**What is needed**
Collect all lines containing the word "plastic" from the data.

Stored data entries:
=====

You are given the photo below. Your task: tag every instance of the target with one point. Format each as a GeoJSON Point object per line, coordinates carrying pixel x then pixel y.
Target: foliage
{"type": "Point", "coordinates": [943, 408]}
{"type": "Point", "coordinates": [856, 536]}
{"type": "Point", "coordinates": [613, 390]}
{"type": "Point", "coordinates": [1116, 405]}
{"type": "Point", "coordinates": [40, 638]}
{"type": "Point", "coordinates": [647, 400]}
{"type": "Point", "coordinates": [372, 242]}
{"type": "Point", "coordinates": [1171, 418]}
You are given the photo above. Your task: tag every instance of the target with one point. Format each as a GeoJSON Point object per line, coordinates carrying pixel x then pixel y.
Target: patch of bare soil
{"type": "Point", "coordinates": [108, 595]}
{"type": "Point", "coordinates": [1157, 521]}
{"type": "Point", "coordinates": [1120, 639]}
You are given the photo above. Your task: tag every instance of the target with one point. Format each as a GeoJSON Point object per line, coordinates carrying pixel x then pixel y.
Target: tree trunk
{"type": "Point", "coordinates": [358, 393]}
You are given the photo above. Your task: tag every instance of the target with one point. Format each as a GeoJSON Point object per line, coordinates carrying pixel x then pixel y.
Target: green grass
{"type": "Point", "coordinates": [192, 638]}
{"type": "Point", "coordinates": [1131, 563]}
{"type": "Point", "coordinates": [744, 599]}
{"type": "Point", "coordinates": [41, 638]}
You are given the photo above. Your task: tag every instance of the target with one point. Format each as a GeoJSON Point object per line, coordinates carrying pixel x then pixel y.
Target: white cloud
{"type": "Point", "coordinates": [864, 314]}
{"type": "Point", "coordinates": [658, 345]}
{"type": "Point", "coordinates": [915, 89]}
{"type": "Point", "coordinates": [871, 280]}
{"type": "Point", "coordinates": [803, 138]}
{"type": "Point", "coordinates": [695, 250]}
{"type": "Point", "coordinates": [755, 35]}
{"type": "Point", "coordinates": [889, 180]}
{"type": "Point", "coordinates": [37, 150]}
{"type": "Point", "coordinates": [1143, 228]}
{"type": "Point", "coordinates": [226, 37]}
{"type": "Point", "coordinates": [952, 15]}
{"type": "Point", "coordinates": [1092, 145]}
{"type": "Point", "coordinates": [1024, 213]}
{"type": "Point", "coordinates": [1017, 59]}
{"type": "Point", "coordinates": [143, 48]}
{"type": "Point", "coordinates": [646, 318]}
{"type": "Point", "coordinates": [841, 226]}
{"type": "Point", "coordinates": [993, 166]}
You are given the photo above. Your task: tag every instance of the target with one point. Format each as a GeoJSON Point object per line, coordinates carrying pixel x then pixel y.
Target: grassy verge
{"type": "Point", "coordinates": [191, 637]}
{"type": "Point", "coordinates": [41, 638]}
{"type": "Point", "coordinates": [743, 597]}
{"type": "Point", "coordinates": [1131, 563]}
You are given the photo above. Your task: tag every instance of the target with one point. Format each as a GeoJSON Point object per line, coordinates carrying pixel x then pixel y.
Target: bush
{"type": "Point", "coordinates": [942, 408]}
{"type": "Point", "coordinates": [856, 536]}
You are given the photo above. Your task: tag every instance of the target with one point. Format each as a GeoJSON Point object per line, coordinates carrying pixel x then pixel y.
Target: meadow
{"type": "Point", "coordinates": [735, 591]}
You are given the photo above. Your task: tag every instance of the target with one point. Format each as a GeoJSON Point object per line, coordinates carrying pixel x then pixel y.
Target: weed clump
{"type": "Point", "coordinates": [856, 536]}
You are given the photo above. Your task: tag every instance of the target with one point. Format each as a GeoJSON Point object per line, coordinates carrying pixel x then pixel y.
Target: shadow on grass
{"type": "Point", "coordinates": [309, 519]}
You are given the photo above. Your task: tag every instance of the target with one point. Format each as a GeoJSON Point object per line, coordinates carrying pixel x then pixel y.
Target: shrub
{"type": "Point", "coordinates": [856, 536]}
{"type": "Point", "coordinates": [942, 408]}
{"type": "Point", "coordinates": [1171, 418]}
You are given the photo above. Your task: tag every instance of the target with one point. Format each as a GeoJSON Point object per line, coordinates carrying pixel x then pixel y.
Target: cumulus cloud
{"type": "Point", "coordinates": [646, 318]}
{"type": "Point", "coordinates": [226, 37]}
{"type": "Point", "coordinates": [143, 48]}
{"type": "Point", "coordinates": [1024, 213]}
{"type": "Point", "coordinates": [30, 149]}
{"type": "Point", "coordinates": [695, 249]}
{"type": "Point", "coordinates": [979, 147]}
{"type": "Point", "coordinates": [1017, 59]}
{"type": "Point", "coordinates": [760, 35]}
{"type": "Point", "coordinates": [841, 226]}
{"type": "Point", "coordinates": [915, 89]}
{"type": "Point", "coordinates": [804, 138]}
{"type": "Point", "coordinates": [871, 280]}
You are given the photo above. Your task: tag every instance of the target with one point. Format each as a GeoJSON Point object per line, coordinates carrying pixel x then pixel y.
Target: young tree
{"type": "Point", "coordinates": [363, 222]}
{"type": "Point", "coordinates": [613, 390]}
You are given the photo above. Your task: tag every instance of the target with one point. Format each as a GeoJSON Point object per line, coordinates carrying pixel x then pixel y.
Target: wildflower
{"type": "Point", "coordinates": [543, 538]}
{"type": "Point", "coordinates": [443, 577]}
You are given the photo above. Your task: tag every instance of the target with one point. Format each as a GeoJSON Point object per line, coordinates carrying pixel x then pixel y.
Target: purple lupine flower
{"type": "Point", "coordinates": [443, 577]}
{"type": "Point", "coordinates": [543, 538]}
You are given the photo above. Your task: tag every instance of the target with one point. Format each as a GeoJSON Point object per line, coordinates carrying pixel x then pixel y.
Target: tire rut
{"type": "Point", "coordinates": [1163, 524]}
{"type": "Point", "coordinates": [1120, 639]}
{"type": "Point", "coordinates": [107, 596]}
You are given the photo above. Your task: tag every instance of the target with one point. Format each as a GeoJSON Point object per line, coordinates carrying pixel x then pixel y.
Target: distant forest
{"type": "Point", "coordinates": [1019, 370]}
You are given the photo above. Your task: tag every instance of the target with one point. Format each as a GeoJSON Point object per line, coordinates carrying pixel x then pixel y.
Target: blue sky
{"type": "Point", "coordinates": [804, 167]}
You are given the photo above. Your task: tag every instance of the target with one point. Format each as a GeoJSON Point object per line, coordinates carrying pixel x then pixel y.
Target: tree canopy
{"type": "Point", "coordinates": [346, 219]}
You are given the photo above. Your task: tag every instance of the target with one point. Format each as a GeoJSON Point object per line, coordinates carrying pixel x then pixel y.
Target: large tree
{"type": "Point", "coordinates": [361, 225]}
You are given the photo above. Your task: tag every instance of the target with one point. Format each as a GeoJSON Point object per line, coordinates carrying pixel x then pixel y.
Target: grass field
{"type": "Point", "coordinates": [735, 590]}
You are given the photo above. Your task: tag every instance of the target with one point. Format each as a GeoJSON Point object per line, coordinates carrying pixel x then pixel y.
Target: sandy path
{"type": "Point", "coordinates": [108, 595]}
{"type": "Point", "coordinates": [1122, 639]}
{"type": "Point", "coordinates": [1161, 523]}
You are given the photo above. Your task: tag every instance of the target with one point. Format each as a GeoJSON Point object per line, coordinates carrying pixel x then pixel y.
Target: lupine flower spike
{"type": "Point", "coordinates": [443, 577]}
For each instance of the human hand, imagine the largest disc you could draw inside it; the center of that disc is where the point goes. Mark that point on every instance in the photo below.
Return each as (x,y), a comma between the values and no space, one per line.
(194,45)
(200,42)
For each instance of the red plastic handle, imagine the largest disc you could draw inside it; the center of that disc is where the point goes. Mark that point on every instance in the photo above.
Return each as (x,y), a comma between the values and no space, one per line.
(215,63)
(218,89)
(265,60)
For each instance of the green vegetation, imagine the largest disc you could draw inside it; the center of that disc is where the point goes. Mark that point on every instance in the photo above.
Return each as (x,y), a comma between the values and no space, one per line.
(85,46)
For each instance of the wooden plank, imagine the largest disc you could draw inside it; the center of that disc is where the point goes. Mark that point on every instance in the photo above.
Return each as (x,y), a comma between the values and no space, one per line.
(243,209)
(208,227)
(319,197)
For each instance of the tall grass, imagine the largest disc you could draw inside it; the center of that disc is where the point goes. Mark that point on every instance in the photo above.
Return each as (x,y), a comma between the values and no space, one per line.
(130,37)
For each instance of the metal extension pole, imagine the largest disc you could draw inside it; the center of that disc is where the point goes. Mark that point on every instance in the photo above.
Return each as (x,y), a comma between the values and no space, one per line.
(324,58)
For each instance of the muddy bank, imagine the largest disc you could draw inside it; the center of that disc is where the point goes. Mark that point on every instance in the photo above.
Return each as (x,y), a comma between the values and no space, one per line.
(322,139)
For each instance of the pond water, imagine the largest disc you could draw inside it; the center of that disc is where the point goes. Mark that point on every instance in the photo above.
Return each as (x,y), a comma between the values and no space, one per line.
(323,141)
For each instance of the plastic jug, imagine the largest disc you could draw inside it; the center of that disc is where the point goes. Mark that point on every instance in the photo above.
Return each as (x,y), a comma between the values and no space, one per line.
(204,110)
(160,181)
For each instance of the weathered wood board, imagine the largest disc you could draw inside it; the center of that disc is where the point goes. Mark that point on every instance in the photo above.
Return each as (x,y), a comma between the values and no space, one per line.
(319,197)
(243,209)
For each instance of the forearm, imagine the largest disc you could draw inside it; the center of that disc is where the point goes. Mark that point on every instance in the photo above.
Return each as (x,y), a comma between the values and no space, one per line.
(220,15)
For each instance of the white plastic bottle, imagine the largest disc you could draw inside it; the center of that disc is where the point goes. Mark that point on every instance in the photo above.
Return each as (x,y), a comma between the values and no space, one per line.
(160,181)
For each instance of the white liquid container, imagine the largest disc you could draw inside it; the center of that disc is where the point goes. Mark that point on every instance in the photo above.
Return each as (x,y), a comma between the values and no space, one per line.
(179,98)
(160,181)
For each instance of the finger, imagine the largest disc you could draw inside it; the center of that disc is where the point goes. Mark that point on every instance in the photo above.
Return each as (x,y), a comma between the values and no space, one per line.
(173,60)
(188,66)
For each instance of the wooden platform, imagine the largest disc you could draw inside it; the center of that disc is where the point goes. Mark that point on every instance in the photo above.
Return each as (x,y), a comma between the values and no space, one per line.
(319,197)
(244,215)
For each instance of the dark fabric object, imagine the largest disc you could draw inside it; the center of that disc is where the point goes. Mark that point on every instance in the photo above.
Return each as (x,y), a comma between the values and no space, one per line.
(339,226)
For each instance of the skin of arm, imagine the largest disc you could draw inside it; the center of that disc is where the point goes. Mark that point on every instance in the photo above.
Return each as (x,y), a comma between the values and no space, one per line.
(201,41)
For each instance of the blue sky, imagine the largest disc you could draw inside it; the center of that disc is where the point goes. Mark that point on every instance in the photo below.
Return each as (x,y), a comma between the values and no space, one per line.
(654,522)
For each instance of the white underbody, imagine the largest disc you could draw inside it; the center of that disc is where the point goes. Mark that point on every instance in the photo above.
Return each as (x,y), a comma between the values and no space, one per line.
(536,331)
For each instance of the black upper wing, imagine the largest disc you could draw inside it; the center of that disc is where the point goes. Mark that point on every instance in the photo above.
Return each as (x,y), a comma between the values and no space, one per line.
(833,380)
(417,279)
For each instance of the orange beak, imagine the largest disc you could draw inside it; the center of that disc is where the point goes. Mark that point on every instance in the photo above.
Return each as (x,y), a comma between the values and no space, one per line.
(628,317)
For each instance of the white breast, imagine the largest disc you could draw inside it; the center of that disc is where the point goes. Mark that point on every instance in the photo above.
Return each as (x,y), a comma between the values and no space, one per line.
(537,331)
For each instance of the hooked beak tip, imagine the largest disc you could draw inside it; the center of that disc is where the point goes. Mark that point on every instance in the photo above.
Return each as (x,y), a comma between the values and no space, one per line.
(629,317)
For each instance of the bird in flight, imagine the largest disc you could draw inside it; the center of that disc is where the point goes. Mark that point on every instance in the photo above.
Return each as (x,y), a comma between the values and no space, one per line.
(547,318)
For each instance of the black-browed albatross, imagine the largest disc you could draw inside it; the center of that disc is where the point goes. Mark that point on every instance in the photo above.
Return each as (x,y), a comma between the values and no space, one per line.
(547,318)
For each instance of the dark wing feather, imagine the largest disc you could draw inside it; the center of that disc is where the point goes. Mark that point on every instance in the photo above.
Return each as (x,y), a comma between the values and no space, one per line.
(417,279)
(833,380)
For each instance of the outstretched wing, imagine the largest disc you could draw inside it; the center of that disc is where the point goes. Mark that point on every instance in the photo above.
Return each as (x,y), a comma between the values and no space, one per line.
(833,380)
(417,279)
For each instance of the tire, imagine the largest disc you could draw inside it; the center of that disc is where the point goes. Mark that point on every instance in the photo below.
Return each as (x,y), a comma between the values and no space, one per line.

=====

**Written solution**
For each instance of the red plastic handle, imagine the largest disc you could draw inside it; the center of that disc is where the point goes. Mark that point on every instance in the photo above.
For each instance of the plastic jug, imagine the largest disc you could draw inside it; the center of that disc is where the point goes. Mark that point on every instance in the photo above.
For each instance of the white plastic bottle, imagine the largest disc you could draw inside it; the center of that disc is where the point goes. Mark that point on every instance in the photo above.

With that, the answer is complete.